### What you will do
Copy the records below, from the line containing "of the louvered" through the last line; leave out pictures.
-- START OF Provided records --
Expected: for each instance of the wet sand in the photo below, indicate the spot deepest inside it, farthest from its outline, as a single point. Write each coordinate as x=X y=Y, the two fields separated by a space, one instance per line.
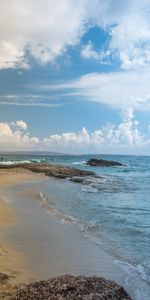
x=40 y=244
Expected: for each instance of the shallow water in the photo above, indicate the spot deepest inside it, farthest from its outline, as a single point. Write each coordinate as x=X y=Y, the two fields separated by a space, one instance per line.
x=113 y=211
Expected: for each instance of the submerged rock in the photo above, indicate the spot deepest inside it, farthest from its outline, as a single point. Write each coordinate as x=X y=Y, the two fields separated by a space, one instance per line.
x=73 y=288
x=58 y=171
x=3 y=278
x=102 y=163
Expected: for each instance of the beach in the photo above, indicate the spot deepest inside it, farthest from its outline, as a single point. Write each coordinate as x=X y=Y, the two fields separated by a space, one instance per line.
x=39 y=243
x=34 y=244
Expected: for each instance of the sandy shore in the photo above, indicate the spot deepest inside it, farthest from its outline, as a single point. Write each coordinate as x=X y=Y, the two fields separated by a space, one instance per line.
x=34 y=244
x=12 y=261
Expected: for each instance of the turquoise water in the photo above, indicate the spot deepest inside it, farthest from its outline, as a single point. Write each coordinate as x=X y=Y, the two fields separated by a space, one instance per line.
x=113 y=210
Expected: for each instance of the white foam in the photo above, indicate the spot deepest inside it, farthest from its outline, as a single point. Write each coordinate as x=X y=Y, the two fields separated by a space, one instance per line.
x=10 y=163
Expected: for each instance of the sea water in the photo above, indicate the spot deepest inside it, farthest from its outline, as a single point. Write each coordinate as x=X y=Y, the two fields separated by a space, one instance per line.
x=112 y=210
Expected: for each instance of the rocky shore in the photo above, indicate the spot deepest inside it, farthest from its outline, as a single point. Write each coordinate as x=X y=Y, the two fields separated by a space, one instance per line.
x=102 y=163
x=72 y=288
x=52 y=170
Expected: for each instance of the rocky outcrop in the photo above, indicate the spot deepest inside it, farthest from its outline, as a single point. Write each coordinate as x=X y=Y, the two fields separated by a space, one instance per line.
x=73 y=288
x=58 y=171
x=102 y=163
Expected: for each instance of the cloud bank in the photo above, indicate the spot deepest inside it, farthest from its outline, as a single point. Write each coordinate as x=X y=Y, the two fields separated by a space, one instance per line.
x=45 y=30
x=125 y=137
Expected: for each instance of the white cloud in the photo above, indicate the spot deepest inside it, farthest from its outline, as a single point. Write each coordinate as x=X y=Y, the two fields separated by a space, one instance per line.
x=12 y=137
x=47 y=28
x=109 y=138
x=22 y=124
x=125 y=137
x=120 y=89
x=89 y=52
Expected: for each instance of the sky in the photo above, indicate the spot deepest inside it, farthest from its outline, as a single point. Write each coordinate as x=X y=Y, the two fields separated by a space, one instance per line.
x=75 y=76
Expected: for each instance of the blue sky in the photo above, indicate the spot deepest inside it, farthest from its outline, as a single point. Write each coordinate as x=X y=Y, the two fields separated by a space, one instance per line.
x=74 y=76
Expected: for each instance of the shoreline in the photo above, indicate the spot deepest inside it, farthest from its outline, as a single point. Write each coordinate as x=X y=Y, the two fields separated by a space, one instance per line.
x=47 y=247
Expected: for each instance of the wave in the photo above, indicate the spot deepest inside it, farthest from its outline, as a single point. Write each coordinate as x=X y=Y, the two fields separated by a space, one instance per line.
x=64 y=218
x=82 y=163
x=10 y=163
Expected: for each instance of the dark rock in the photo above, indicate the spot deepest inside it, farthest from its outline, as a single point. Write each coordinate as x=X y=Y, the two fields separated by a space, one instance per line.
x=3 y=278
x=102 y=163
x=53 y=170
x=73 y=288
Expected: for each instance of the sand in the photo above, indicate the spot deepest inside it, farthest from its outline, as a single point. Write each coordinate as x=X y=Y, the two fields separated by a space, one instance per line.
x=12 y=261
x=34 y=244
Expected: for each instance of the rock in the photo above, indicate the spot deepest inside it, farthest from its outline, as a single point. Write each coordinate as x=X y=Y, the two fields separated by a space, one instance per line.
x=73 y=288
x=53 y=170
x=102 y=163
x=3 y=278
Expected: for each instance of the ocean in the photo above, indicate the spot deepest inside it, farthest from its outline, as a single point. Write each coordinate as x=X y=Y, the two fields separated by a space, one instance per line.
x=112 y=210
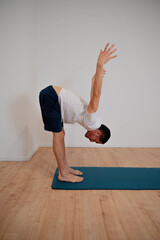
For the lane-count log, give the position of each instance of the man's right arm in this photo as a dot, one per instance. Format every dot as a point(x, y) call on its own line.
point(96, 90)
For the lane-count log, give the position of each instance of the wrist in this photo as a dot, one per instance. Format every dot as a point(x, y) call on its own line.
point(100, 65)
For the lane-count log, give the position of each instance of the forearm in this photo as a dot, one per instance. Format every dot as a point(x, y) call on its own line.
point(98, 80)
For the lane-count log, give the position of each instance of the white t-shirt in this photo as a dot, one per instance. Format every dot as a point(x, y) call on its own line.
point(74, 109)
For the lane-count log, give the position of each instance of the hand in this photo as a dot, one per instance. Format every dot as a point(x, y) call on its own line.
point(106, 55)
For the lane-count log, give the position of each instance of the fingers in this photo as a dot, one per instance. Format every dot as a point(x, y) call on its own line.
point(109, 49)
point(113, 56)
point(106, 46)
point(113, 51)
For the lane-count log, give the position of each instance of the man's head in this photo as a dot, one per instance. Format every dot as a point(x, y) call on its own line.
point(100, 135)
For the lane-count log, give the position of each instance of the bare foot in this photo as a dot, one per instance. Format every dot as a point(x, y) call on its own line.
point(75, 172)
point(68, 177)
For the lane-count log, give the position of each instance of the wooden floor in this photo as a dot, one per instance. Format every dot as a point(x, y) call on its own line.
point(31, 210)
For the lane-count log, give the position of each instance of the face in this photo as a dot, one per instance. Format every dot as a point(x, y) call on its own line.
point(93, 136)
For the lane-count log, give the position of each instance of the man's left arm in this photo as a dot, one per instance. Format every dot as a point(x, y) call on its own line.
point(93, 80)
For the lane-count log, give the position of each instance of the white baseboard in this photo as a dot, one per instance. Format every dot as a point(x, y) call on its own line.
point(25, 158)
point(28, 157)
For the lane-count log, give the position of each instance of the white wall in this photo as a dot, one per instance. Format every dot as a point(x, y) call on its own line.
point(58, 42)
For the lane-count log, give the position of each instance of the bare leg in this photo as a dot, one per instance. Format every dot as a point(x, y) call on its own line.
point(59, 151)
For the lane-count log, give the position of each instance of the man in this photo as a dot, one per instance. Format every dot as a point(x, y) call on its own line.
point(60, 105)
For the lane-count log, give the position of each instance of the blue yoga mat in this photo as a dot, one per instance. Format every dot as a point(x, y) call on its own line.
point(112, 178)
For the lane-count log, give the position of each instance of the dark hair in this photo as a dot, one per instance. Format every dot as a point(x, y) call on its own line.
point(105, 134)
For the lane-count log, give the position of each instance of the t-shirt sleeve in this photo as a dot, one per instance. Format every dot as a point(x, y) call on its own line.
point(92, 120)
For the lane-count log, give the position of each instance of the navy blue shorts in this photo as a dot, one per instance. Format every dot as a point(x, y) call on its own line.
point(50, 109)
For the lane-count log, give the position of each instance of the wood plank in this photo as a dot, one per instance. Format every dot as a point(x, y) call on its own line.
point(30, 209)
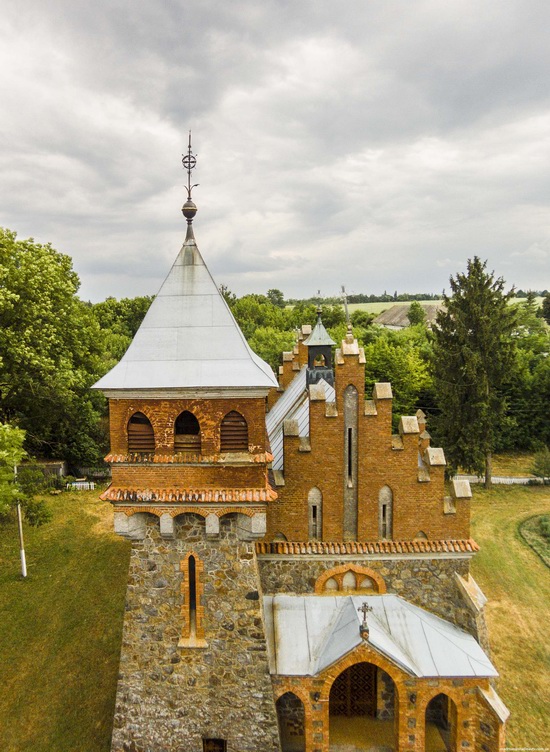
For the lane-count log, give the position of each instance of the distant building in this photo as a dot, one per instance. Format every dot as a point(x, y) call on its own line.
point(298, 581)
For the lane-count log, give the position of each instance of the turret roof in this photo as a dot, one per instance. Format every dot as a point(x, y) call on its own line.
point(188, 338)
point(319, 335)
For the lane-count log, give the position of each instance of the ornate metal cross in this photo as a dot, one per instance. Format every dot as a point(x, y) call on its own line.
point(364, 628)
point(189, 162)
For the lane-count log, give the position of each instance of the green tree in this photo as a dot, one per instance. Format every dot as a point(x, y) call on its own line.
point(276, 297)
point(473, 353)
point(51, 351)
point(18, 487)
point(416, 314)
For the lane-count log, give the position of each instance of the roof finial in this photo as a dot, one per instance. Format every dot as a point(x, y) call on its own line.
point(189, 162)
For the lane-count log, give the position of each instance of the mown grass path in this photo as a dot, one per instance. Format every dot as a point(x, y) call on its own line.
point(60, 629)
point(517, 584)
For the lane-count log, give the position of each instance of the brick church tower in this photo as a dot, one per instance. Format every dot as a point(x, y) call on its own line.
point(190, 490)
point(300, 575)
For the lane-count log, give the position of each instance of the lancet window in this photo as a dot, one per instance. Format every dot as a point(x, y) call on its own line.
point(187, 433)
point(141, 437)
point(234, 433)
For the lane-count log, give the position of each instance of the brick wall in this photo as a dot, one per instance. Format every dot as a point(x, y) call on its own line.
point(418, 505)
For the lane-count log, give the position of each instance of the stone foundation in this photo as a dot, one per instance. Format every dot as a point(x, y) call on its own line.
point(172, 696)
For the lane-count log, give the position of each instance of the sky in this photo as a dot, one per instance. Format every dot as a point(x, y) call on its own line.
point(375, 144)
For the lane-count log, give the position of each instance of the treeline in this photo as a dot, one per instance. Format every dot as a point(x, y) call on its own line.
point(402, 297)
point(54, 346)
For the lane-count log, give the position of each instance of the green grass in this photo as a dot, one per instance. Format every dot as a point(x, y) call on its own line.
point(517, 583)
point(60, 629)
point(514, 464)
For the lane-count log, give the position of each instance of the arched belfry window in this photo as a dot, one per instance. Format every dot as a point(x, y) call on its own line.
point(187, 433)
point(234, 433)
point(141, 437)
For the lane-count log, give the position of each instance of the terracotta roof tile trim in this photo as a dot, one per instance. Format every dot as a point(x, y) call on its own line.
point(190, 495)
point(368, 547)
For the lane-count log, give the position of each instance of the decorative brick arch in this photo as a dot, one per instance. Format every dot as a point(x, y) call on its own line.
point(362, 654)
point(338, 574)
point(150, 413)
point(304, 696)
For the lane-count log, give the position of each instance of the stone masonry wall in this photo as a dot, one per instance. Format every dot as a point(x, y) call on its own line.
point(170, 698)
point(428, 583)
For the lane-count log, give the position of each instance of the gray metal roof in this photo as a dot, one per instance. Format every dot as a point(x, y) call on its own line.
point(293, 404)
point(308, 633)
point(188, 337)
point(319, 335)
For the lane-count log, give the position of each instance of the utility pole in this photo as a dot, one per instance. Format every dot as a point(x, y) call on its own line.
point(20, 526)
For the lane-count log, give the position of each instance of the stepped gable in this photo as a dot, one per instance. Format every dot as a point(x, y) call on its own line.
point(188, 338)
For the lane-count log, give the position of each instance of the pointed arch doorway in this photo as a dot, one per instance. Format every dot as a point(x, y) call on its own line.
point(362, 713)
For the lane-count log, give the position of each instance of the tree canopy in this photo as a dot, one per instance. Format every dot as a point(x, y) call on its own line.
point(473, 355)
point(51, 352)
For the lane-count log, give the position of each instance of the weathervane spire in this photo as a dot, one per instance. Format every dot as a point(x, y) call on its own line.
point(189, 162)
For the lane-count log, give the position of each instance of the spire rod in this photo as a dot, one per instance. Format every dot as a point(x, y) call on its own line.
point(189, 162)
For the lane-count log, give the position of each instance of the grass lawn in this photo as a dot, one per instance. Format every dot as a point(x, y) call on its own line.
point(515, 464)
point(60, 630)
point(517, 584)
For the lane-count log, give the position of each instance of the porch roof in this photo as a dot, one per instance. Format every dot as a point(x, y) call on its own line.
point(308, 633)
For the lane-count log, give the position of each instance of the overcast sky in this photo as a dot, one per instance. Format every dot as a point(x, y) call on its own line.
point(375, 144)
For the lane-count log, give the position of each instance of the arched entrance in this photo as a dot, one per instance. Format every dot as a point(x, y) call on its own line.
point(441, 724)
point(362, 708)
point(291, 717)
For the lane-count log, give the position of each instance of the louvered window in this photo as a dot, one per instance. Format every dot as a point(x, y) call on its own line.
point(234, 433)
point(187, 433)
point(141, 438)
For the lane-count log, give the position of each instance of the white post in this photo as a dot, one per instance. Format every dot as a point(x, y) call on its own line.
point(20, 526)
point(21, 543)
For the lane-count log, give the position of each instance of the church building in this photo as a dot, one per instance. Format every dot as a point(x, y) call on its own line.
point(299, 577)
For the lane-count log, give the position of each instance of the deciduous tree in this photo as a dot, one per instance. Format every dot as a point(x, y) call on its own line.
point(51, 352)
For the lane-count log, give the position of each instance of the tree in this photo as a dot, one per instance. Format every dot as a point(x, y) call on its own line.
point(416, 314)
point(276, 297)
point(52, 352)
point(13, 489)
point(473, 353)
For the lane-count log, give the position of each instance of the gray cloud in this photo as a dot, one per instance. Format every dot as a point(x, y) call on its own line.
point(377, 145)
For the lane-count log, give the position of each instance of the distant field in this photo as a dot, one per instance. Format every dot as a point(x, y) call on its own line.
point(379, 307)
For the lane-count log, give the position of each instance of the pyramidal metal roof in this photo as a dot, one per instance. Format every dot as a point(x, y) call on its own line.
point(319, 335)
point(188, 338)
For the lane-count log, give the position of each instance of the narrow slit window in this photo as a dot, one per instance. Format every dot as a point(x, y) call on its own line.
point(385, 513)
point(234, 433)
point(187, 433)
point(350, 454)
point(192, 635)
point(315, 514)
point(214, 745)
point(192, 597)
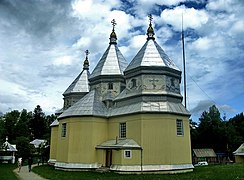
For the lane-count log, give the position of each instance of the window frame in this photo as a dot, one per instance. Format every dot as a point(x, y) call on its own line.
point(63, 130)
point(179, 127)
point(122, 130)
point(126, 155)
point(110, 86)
-- END OF Provided records --
### Expected answer
For the lane-count log, give the position of each instance of the louvered window in this photo as a dot, one per instance. Format every dot as a point(x, y) call on its own line.
point(234, 433)
point(187, 433)
point(141, 438)
For the lane-count log, give the position of each instance of the white post in this photo as a dot, one per instance. Format every dot as a point(x, y) call on its own line.
point(20, 526)
point(21, 543)
For the lane-count log, give the position of each instance of the church building in this photo as a dot, one per instance. Format every dot as a point(x, y) call on its own line.
point(299, 577)
For the lane-count log, give the position of each instance of the deciduous tree in this photo as a dot, one per instance. Format every dot as a point(x, y) call on its own line.
point(51, 352)
For the lane-count log, give the position of each instance of the tree in this photo as a dot, one per instance. Format every dot as a point(x, y) call on its own line.
point(416, 314)
point(276, 297)
point(52, 352)
point(13, 489)
point(473, 353)
For the lane-count log, give the position of each instance of the gray cloud in this photo as a dot, one per instance. Format every dot as a point(x, y) call on its own line.
point(377, 145)
For the lane-count log, give the position of each instance of the distant field in this photo as a dot, one per instance. Format every dot as a point(x, y) call on its own line.
point(379, 307)
For the lane-count log, give the position of each instance of the pyramidal metal roof in this photo as a dot, one per instance. Format every dot as a point(x, y) call on its own line.
point(319, 335)
point(188, 338)
For the lane-count log, give the position of each instance of the narrow slit window in this photo as a dot, one per instance. Format every dot as a point(x, y) call on its own line.
point(385, 513)
point(234, 433)
point(187, 433)
point(350, 454)
point(192, 635)
point(315, 514)
point(214, 745)
point(192, 597)
For the lane-count log, give the position of each instance of the window frame in this photo as a dot, one per instance. Format every dot as a point(x, y) call on its own line.
point(63, 130)
point(179, 127)
point(122, 130)
point(126, 155)
point(110, 86)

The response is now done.